### Exercise
In the records below, find the line containing "the jet engine", then extract that line and all subsequent lines exactly, leaving out everything else.

### Source records
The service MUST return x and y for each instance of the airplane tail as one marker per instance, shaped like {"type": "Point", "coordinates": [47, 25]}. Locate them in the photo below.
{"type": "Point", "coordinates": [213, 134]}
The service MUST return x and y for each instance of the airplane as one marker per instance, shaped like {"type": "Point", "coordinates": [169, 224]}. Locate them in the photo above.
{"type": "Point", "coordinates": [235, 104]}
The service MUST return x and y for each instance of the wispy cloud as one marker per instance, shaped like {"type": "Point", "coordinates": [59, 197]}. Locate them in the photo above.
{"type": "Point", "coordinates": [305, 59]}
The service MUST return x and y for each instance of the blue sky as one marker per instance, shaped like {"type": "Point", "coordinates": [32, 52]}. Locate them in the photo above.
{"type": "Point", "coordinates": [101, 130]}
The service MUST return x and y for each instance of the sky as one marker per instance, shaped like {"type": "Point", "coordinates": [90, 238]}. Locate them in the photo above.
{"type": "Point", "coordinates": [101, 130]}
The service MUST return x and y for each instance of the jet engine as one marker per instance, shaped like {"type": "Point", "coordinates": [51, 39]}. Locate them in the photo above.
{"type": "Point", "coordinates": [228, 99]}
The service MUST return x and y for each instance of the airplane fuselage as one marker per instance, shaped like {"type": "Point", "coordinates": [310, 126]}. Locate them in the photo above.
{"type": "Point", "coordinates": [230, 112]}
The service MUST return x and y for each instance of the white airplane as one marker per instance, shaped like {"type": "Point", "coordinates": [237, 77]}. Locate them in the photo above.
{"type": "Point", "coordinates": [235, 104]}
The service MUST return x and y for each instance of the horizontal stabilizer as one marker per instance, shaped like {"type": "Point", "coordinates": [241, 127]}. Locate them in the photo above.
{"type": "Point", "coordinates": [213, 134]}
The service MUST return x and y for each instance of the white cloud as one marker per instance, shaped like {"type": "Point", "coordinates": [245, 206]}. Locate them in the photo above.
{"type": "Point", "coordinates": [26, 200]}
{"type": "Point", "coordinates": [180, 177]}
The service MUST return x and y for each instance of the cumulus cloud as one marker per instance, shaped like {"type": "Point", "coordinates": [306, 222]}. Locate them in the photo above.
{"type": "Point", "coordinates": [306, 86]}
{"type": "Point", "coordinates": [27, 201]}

### Solved problem
The service MUST return x and y for each instance of the jet engine as one marker per instance, shaped like {"type": "Point", "coordinates": [51, 39]}. Locate them in the photo above.
{"type": "Point", "coordinates": [228, 99]}
The service MUST return x and y for each instance of the airplane fuselage as one marker per instance, shaped like {"type": "Point", "coordinates": [310, 126]}. Locate them in the photo above.
{"type": "Point", "coordinates": [230, 112]}
The service MUST return x and y for each instance of the white airplane as one marker per instance, shaped like {"type": "Point", "coordinates": [237, 77]}. Locate them in the photo above.
{"type": "Point", "coordinates": [235, 104]}
The service MUST return x and y for each instance of the horizontal stabilizer as one marker per instance, shaped like {"type": "Point", "coordinates": [241, 127]}. Locate them in the photo above.
{"type": "Point", "coordinates": [213, 134]}
The service MUST return x and y for each instance of the white cloud as one marker per instance, shaped like {"type": "Point", "coordinates": [245, 206]}. Locate them in the photo above.
{"type": "Point", "coordinates": [26, 200]}
{"type": "Point", "coordinates": [180, 177]}
The service MUST return x and y for each instance of the cumulus cloud as one marker per instance, shaped like {"type": "Point", "coordinates": [306, 222]}. Locate them in the photo above.
{"type": "Point", "coordinates": [306, 86]}
{"type": "Point", "coordinates": [27, 201]}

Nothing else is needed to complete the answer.